(Given passage)

HONULULU, Hawaii (PNN) - August 16, 2021 - Hawaii Governor David Ige last week announced that state and county employees will be required to be vaccinated or submit to weekly testing. Now 1,200 workers are suing in one of the first lawsuits of its kind in the nation. Attorney Michael Green filed a class-action lawsuit and said that tests around the country show that almost 45,000 people who received COVID vaccinations were dead within 72 hours. He said that deaths caused by COVID injections are intentionally under-reported across the country. He argued that weekly testing is an unnecessary procedure because the CDC admits that asymptomatic people do not spread the virus. Furthermore, hydroxychloroquine and ivermectin are effective treatments.
Approximately 1,200 first responders, terrorist pig thug cops and firefighters are planning to file a class action lawsuit on Friday against the state’s COVID vaccine mandate, according to local news sites.

(End Given passage)
(Provided information)

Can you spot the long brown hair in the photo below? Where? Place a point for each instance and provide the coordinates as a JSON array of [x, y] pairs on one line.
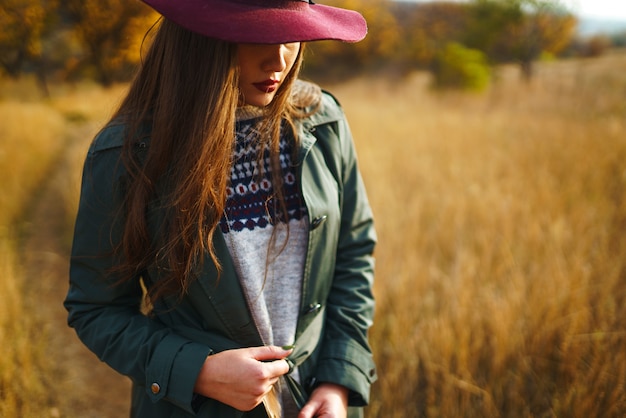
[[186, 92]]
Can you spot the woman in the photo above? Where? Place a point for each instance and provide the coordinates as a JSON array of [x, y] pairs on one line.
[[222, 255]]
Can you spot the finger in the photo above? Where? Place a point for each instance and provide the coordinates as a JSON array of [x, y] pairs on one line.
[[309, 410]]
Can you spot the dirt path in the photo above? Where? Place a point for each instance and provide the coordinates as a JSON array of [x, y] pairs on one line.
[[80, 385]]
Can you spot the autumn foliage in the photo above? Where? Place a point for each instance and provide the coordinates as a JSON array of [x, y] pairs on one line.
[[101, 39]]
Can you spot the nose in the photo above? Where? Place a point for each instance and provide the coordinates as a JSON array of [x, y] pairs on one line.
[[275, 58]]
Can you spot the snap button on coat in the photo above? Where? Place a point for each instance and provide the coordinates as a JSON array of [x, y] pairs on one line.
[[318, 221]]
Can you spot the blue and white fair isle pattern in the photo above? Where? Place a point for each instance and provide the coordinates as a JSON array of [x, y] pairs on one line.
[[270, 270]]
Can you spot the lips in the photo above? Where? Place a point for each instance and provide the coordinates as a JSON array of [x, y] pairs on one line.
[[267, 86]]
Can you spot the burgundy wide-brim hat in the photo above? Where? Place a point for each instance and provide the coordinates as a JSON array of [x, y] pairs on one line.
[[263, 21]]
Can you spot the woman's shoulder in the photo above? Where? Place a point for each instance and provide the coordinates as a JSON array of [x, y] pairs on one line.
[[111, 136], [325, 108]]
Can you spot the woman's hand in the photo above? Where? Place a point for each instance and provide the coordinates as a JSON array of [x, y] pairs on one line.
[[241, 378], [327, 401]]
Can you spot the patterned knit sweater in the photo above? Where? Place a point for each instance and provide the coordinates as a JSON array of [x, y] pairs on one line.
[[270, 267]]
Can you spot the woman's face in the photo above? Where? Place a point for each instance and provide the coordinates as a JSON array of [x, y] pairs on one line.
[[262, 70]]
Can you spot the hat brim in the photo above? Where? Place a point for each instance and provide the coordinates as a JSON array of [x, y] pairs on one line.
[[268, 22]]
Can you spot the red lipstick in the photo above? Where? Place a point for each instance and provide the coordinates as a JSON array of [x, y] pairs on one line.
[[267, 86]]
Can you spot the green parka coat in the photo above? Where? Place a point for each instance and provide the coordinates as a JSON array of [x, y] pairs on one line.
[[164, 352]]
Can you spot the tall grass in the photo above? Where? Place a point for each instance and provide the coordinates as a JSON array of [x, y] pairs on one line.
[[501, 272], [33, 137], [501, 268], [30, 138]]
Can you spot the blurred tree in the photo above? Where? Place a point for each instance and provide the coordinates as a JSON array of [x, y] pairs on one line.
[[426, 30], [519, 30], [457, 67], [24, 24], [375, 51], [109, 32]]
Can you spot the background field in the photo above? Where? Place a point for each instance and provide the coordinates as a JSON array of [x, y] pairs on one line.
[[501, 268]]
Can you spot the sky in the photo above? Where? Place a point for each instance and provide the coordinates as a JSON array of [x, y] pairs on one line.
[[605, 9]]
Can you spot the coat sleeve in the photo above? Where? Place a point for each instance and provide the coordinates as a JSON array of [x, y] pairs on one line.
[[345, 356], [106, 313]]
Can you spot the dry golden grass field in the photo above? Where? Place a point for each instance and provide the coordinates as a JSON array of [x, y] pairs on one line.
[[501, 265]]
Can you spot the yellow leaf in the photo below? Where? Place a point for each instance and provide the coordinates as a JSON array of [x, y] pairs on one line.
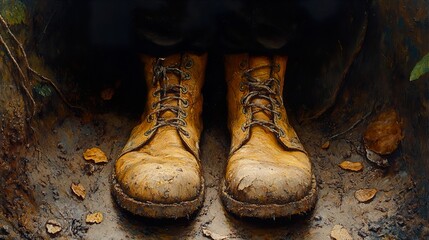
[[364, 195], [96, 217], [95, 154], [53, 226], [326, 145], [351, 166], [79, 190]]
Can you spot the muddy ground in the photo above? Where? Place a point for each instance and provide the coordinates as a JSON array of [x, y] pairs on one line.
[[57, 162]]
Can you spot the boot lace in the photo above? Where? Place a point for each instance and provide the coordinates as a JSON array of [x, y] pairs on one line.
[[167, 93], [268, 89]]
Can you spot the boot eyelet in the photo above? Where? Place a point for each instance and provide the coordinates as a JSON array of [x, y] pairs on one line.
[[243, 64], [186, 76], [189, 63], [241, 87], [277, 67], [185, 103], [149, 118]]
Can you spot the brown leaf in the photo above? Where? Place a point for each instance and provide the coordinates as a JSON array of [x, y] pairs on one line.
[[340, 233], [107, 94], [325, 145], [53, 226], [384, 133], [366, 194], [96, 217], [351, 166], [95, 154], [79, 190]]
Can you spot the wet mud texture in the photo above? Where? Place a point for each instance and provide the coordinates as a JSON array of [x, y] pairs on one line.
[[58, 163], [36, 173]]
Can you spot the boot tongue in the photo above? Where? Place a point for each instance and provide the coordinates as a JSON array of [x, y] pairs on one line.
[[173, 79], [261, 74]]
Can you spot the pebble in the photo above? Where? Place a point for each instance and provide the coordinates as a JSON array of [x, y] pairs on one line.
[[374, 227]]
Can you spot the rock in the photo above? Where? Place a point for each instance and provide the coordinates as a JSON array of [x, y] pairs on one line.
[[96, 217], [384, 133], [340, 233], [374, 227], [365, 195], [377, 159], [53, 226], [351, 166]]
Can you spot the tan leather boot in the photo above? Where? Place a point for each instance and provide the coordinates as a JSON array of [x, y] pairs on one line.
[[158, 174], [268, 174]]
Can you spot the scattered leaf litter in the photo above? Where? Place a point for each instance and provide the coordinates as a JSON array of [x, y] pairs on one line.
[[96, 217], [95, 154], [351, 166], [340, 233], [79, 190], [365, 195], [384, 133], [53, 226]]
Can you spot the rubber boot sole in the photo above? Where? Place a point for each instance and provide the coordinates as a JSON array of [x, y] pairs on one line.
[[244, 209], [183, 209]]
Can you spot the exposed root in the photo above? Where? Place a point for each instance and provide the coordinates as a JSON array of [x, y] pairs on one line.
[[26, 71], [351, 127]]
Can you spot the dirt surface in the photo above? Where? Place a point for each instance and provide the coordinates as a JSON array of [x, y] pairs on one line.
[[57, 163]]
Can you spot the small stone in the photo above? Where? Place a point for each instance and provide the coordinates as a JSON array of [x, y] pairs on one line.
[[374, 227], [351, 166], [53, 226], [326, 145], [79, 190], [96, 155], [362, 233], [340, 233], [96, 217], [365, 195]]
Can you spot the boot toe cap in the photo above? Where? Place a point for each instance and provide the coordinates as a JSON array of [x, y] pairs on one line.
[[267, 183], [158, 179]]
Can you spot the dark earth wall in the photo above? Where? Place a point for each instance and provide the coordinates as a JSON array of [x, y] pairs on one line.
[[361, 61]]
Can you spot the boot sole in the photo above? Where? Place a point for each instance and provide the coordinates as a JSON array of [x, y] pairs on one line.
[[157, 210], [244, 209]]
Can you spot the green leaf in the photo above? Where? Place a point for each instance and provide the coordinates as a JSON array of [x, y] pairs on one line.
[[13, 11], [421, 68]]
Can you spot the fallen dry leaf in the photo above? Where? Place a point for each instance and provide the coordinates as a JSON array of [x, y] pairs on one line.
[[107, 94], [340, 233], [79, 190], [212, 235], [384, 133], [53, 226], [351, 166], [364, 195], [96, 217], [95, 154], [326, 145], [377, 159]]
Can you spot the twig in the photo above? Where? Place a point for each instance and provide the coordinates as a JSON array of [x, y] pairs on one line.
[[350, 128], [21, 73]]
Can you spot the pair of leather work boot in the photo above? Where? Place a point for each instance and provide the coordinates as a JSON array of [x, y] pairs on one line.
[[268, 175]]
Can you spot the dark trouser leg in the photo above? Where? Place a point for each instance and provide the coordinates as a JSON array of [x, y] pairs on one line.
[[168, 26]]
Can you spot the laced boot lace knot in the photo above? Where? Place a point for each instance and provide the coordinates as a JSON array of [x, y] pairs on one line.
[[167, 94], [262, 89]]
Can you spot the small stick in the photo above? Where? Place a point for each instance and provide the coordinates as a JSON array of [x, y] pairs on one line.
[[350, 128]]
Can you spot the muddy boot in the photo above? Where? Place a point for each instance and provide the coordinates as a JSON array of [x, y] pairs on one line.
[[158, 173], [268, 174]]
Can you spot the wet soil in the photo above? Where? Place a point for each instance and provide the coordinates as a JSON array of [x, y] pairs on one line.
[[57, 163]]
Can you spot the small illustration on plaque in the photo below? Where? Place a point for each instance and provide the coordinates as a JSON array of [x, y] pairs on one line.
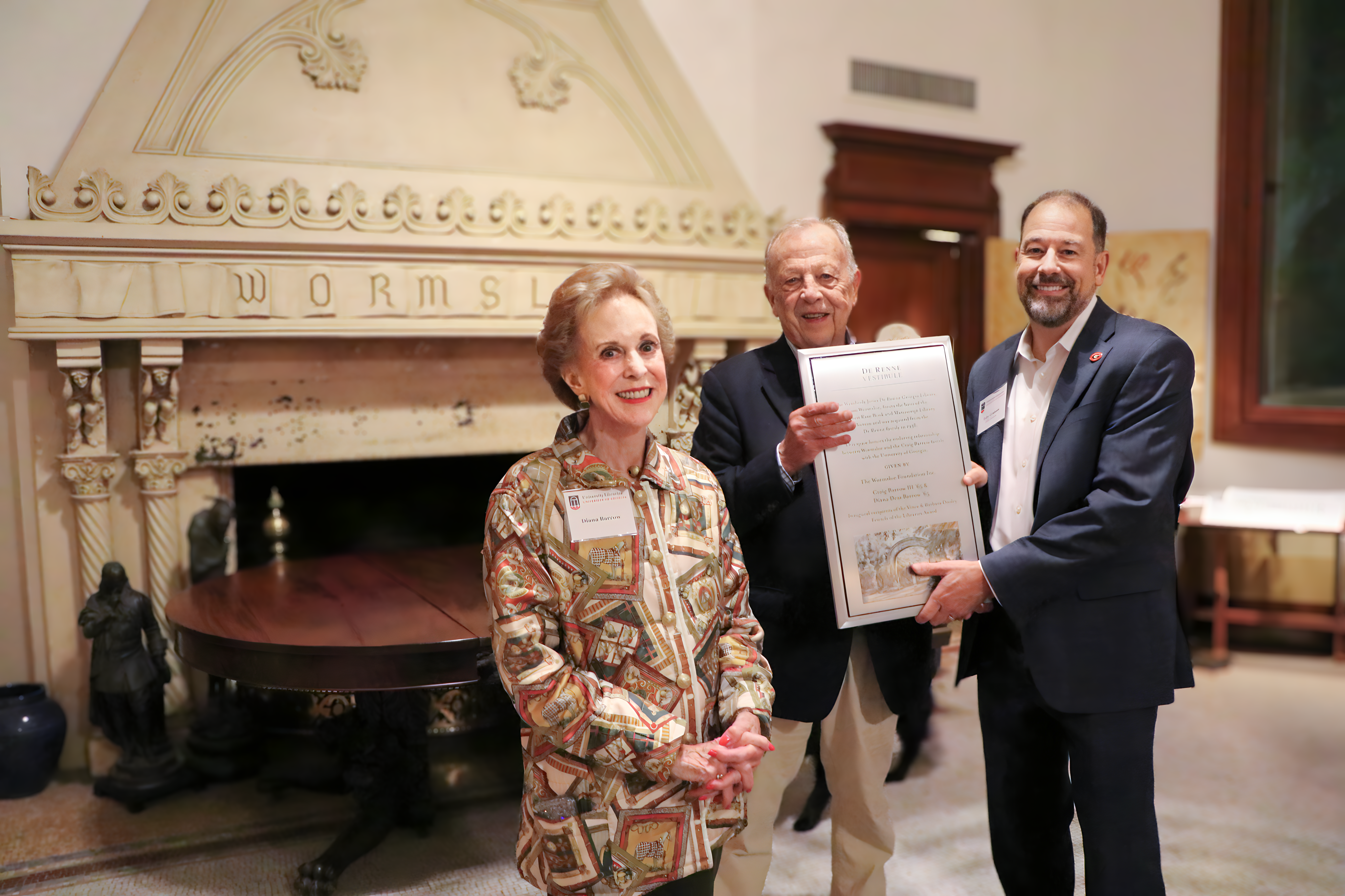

(End Provided information)

*Explore the material:*
a - According to the Hawaii vaccine mandate article, how many workers are suing over the requirement?
b - Pick up the Hawaii vaccine mandate article after its last sentence and continue it.

*Expected responses:*
a - About 1,200 workers.

b -
The attorneys representing the workers’ unions claim the vaccine requirement violates the workers’ collective bargaining agreement.
Governor Ige announced last week that state and county workers will need to get vaccinated or submit to testing starting August 16, saying those that don’t comply may get fired.
After the announcement was made, many state workers’ unions criticized the governor for failing to discuss the plan with individual unions ahead of time.
Hawaii is one of the states leading in COVID-19 vaccinations, according to the Mayo Clinic, with over 70% of its population having received at least one vaccine, and has one of the strictest masking rules, having kept its indoor mask mandate when other states dropped theirs.
“They’re just asking for the chance to choose,” said Shawn Luiz, an attorney representing the Hawaii unions. “It’s a personal, autonomous healthcare decision, and everyone should make their own choice, whether or not they want to take a vaccine or not.”
Hawaii’s Attorney General’s office told local news that it is “confident” the vaccine and testing policy is “lawful and constitutional,” and it said that the governor did not have to consult the unions before implementing the new vaccine requirement.
Discussions between Governor Ige and the workers’ unions are set to continue through Monday.